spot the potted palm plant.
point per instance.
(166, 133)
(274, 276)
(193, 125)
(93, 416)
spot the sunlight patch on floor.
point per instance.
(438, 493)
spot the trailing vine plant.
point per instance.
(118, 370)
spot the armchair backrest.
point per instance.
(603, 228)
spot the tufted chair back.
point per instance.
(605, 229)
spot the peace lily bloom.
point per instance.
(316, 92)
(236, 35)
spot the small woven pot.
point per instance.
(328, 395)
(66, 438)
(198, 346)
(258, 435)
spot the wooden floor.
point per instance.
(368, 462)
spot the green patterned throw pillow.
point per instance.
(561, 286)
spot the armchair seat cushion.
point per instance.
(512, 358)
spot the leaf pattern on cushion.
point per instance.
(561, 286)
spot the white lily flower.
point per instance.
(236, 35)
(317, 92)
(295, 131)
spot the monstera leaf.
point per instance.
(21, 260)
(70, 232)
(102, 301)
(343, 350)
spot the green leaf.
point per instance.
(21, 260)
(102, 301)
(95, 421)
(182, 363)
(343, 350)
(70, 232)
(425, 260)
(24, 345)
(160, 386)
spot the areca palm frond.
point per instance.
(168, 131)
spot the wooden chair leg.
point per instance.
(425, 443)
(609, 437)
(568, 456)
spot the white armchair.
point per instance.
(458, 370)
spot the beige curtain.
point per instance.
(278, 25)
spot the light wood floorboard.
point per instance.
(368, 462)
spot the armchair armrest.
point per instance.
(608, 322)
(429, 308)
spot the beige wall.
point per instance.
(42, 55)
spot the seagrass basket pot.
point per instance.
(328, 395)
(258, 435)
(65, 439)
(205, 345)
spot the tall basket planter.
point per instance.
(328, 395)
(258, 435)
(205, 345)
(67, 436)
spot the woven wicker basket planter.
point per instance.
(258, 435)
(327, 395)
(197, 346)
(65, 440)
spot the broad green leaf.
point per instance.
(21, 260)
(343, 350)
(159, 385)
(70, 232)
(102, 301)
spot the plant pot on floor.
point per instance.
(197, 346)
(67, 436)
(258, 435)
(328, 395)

=====

## TASK TO CARRY OUT
From the first line to the last, please write out the entries exactly.

## WRITTEN REPLY
spot the potted palm plant.
point per instance.
(166, 133)
(274, 276)
(193, 125)
(93, 416)
spot the sunlight patch on floor.
point per instance.
(438, 493)
spot the trailing vine plant.
point per instance.
(118, 370)
spot the armchair backrest.
point per instance.
(603, 228)
spot the tufted chair back.
point per instance.
(605, 229)
spot the peace lily bloom.
point per instance.
(316, 92)
(236, 35)
spot the small woven pot.
point per instance.
(328, 395)
(66, 438)
(198, 346)
(258, 435)
spot the wooden floor.
point per instance.
(368, 462)
spot the green patterned throw pillow.
point per instance.
(561, 286)
spot the armchair seat cushion.
point per instance.
(512, 358)
spot the leaf pattern on cushion.
point per instance.
(561, 286)
spot the white lily flower.
point per instance.
(236, 35)
(317, 92)
(295, 131)
spot the monstera leaf.
point per instance.
(21, 260)
(70, 232)
(102, 301)
(343, 350)
spot the green leaf.
point per instance.
(21, 260)
(102, 301)
(95, 421)
(182, 363)
(343, 350)
(70, 232)
(425, 260)
(24, 345)
(160, 386)
spot the areca palm frond.
point per instance.
(168, 131)
spot the wooden chair leg.
point per instance.
(425, 443)
(609, 437)
(568, 456)
spot the white armchair.
point per instance.
(458, 370)
spot the beige curtain.
point per instance.
(278, 25)
spot the light wood floorboard.
point per instance.
(368, 462)
spot the armchair armrest.
point per instance.
(608, 322)
(429, 308)
spot the beige wall.
point per instance.
(42, 55)
spot the seagrass basket pot.
point per instance.
(328, 395)
(258, 435)
(65, 439)
(205, 345)
spot the tall basket planter.
point per instance.
(328, 395)
(258, 435)
(205, 345)
(67, 436)
spot the woven wicker basket planter.
point per instance.
(258, 435)
(327, 395)
(197, 346)
(65, 440)
spot the broad green leaf.
point per instance.
(21, 260)
(343, 350)
(159, 385)
(70, 232)
(102, 301)
spot the plant pot on floor.
point per instance.
(197, 346)
(67, 436)
(258, 435)
(328, 395)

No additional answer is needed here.